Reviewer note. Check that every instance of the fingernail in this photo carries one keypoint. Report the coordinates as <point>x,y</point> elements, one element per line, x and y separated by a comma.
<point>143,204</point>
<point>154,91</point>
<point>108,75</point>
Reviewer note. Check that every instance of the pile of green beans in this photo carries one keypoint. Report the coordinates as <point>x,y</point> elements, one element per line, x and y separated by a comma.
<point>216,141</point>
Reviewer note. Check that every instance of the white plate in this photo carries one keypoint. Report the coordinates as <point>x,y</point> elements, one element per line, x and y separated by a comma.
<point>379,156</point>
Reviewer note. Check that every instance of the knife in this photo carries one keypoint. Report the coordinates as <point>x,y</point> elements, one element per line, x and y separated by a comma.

Exercise:
Each entry above is to be returned exactly as given.

Written solution:
Reviewer note. Check that every instance of the fingernail in this photo carries one keypoint. Report the coordinates as <point>x,y</point> elements, one element per line, x and y separated by a comma.
<point>143,204</point>
<point>154,91</point>
<point>108,75</point>
Reviewer note. Check that every instance of the pile of green beans in this photo carries one keypoint. Report the coordinates as <point>x,y</point> elements, one element per line, x and y separated by a comma.
<point>216,141</point>
Reviewer note. Check that every instance of the white plate in this photo carries one keypoint. Report the coordinates as <point>x,y</point> elements, one element per line, x and y separated by a comma.
<point>379,156</point>
Reviewer note. Check that every instance of the knife in this photo carries one keypoint. Report the coordinates as <point>x,y</point> elements, one element per line, x and y separated by a comma.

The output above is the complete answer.